The problem: From the line that contains "the pie chart." to the end of the records below, copy every line exactly. Both the first and last of these lines count.

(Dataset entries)
______

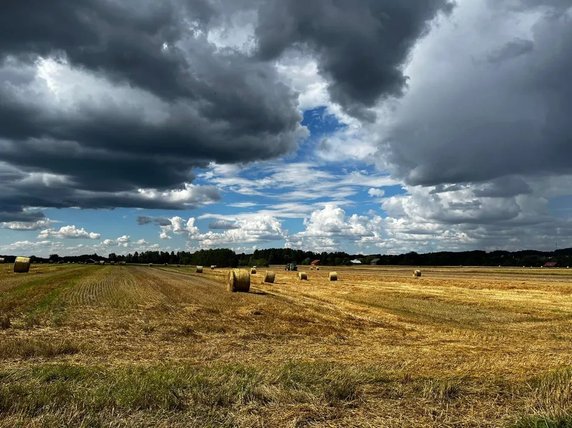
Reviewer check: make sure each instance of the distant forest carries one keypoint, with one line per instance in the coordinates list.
(228, 258)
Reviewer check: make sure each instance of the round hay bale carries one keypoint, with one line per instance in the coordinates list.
(22, 264)
(238, 281)
(270, 276)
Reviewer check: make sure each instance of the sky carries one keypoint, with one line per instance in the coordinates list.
(371, 126)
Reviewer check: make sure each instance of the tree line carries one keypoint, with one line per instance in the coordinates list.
(224, 257)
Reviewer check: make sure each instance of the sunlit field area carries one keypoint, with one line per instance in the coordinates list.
(164, 346)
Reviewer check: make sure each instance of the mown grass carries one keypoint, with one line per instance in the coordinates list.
(205, 392)
(362, 352)
(32, 348)
(221, 394)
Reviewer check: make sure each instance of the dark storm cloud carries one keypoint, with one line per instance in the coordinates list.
(149, 99)
(511, 50)
(361, 46)
(475, 121)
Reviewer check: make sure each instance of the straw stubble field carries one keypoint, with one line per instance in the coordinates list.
(165, 346)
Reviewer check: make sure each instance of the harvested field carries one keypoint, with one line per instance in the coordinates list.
(165, 346)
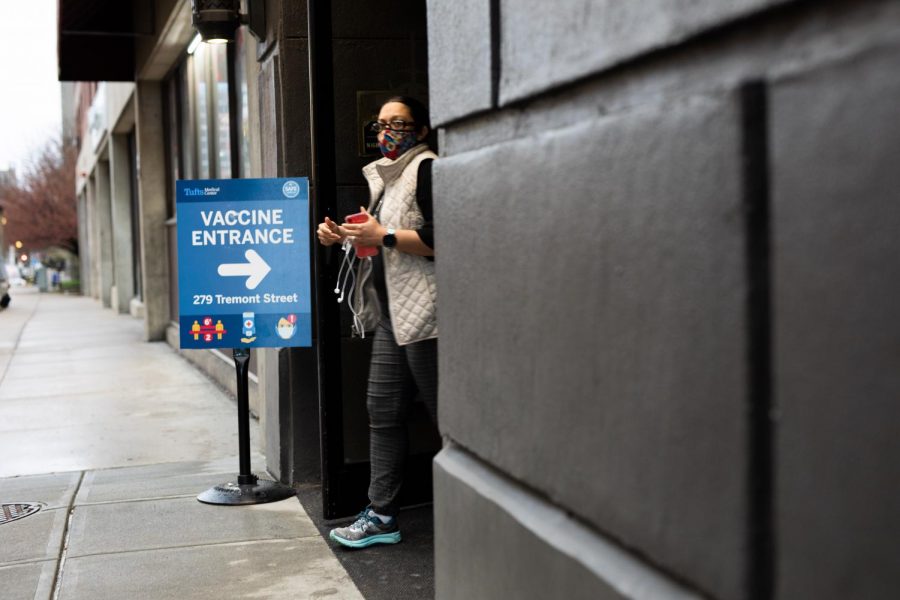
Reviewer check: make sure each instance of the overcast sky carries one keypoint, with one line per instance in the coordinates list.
(30, 112)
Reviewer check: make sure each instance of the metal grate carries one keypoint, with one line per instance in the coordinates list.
(19, 510)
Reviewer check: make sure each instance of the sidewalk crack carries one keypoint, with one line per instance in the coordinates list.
(64, 546)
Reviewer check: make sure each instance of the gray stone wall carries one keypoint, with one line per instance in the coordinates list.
(669, 270)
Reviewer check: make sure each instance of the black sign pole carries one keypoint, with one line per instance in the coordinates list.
(249, 489)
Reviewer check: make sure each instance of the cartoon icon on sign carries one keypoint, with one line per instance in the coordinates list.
(249, 330)
(208, 330)
(286, 327)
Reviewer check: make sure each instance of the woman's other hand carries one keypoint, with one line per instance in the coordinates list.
(369, 233)
(330, 232)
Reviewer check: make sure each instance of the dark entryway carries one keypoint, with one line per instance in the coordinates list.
(360, 55)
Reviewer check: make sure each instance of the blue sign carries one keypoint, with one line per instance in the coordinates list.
(243, 263)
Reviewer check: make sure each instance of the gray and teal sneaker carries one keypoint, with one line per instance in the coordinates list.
(366, 530)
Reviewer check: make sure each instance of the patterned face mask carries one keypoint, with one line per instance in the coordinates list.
(394, 143)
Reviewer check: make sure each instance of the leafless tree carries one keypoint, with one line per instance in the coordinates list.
(41, 208)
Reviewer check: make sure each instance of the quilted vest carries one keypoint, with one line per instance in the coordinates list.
(410, 279)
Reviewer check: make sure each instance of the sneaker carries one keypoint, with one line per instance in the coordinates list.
(367, 530)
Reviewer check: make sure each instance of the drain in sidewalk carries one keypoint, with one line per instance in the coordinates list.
(14, 511)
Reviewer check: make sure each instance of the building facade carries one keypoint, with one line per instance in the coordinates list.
(667, 267)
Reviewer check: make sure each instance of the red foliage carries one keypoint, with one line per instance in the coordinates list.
(41, 208)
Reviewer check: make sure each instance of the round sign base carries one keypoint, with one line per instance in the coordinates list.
(249, 493)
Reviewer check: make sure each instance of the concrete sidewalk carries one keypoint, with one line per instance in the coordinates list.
(115, 437)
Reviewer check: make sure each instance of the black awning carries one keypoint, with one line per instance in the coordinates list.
(97, 38)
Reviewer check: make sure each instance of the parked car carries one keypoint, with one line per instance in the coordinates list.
(4, 289)
(12, 275)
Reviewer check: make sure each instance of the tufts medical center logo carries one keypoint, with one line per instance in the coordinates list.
(291, 189)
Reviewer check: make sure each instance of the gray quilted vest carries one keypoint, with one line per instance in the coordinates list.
(411, 289)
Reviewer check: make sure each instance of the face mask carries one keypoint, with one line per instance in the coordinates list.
(394, 143)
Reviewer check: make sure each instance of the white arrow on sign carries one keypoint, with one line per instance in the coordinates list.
(255, 270)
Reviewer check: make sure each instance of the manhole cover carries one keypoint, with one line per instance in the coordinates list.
(20, 510)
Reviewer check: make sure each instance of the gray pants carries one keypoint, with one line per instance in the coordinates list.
(396, 375)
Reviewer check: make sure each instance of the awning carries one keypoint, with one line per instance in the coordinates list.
(97, 38)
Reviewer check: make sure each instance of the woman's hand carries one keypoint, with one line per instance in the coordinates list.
(330, 232)
(366, 234)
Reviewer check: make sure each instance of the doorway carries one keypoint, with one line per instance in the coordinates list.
(360, 55)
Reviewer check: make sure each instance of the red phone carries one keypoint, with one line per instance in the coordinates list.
(362, 251)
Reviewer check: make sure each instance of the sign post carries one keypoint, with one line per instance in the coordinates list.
(244, 282)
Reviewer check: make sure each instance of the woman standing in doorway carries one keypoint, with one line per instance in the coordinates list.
(396, 295)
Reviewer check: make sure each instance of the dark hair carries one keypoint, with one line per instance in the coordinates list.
(418, 110)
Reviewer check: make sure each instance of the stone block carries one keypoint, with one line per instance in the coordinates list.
(171, 522)
(835, 137)
(512, 544)
(592, 314)
(546, 44)
(293, 125)
(459, 58)
(28, 581)
(272, 569)
(36, 537)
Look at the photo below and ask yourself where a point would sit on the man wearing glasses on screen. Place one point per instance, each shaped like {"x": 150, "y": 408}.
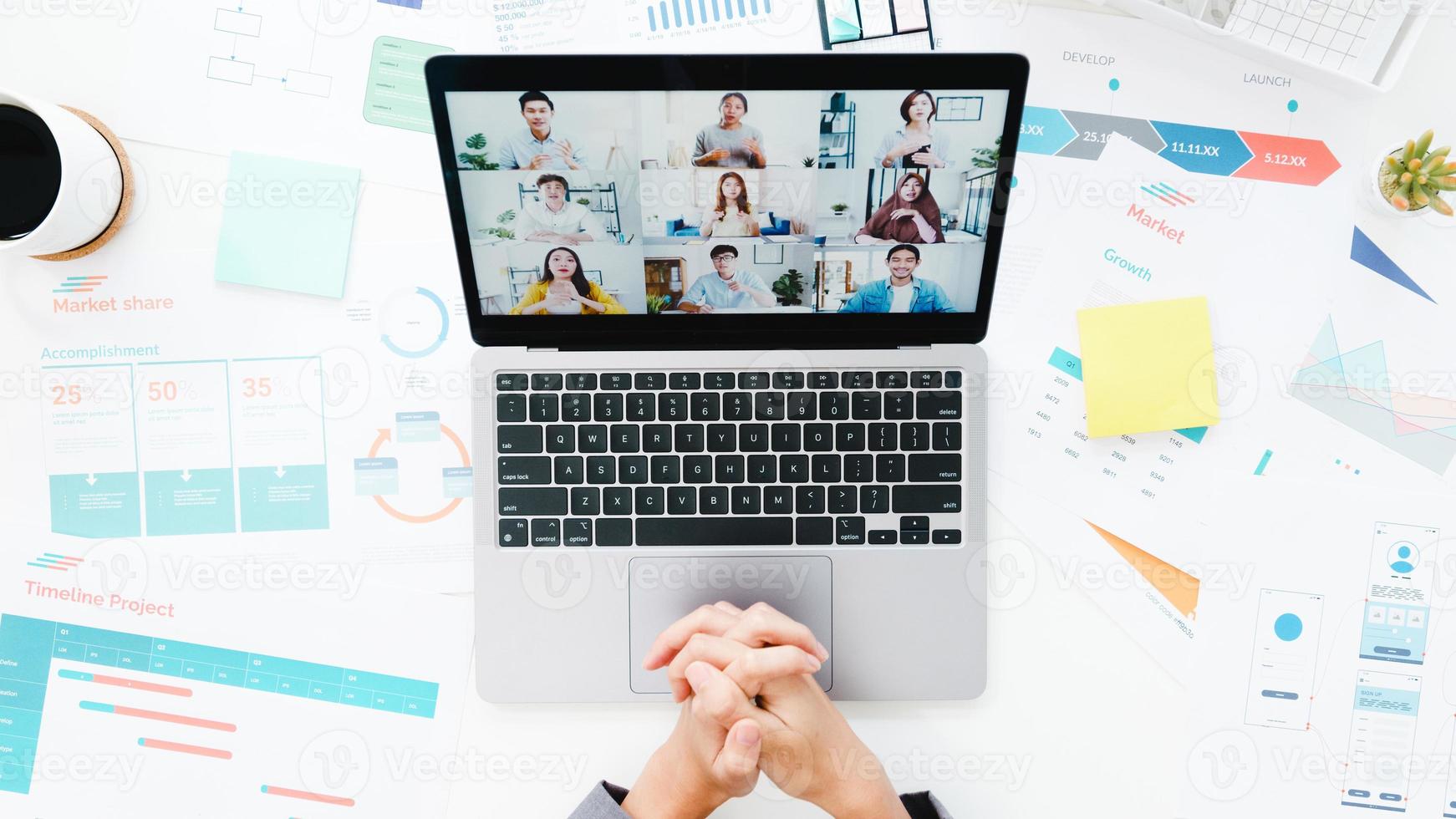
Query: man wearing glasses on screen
{"x": 903, "y": 292}
{"x": 730, "y": 290}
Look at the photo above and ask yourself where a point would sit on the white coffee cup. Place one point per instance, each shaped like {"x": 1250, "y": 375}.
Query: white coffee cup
{"x": 90, "y": 184}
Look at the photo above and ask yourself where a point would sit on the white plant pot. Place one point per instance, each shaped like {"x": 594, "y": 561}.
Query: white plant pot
{"x": 1377, "y": 200}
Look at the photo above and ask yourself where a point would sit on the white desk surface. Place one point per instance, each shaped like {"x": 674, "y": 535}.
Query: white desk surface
{"x": 1077, "y": 718}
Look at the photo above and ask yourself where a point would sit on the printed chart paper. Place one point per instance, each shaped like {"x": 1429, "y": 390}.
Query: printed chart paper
{"x": 1326, "y": 681}
{"x": 249, "y": 703}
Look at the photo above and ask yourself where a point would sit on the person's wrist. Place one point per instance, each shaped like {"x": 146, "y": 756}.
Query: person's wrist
{"x": 667, "y": 791}
{"x": 868, "y": 799}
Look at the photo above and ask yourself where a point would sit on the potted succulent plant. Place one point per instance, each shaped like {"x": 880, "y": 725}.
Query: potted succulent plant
{"x": 1410, "y": 179}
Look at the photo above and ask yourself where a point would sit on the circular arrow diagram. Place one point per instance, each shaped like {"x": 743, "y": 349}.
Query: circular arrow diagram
{"x": 445, "y": 329}
{"x": 465, "y": 460}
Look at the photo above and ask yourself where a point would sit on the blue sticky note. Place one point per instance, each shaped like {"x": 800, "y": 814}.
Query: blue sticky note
{"x": 288, "y": 224}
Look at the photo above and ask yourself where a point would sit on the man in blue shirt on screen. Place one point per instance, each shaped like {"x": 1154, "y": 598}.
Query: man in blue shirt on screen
{"x": 537, "y": 145}
{"x": 902, "y": 292}
{"x": 727, "y": 288}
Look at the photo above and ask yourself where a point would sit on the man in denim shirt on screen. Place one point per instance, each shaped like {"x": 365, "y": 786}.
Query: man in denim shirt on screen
{"x": 900, "y": 292}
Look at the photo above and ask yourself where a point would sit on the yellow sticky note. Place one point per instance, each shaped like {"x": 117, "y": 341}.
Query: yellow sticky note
{"x": 1148, "y": 367}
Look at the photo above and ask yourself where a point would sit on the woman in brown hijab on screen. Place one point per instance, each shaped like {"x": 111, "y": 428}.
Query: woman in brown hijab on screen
{"x": 909, "y": 216}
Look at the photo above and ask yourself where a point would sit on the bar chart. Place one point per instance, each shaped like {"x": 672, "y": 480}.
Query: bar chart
{"x": 219, "y": 726}
{"x": 685, "y": 13}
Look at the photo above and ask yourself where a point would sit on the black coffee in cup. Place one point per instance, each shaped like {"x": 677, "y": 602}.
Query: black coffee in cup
{"x": 29, "y": 172}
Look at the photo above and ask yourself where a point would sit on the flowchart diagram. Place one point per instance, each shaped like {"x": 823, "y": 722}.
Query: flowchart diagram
{"x": 243, "y": 31}
{"x": 186, "y": 447}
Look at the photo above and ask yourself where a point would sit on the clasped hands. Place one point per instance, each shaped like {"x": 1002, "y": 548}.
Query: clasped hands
{"x": 751, "y": 706}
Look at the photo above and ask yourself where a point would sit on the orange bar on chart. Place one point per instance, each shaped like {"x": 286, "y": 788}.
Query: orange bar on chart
{"x": 308, "y": 796}
{"x": 182, "y": 748}
{"x": 159, "y": 716}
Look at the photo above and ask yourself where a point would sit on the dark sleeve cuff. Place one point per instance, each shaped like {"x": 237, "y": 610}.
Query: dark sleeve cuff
{"x": 924, "y": 806}
{"x": 603, "y": 801}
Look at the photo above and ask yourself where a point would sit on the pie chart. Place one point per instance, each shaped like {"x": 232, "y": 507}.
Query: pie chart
{"x": 1289, "y": 628}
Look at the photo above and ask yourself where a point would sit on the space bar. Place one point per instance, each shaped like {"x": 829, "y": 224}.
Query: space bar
{"x": 715, "y": 532}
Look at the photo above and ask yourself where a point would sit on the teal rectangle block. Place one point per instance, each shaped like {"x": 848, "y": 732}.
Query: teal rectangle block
{"x": 417, "y": 426}
{"x": 323, "y": 691}
{"x": 296, "y": 242}
{"x": 298, "y": 668}
{"x": 118, "y": 640}
{"x": 261, "y": 681}
{"x": 27, "y": 695}
{"x": 98, "y": 505}
{"x": 382, "y": 683}
{"x": 293, "y": 687}
{"x": 68, "y": 650}
{"x": 376, "y": 476}
{"x": 101, "y": 655}
{"x": 15, "y": 773}
{"x": 235, "y": 677}
{"x": 19, "y": 722}
{"x": 1067, "y": 363}
{"x": 459, "y": 482}
{"x": 200, "y": 654}
{"x": 197, "y": 671}
{"x": 135, "y": 661}
{"x": 420, "y": 707}
{"x": 192, "y": 504}
{"x": 294, "y": 501}
{"x": 25, "y": 648}
{"x": 169, "y": 667}
{"x": 392, "y": 703}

______

Response for this exercise:
Look at the photo above and ask yourself where a point would sit on the pie chart. Place one point per instance, each shaped like {"x": 232, "y": 507}.
Query: pie chart
{"x": 1289, "y": 628}
Look at the photo above and ask yourself where a point would sit on the space bar. Place one point per instance, each shaped like {"x": 829, "y": 224}.
Query: space bar
{"x": 715, "y": 532}
Look at the photo above and ask yourself where a point would sit on the teal rectangle block. Place one point per instance, each shaped like {"x": 848, "y": 732}.
Query: teal rectangle block
{"x": 417, "y": 426}
{"x": 323, "y": 691}
{"x": 296, "y": 242}
{"x": 298, "y": 668}
{"x": 118, "y": 640}
{"x": 261, "y": 681}
{"x": 27, "y": 695}
{"x": 98, "y": 505}
{"x": 382, "y": 683}
{"x": 293, "y": 687}
{"x": 68, "y": 650}
{"x": 376, "y": 476}
{"x": 101, "y": 655}
{"x": 15, "y": 773}
{"x": 235, "y": 677}
{"x": 19, "y": 722}
{"x": 1067, "y": 363}
{"x": 459, "y": 482}
{"x": 200, "y": 654}
{"x": 197, "y": 671}
{"x": 135, "y": 661}
{"x": 420, "y": 707}
{"x": 192, "y": 504}
{"x": 294, "y": 501}
{"x": 25, "y": 648}
{"x": 169, "y": 667}
{"x": 392, "y": 703}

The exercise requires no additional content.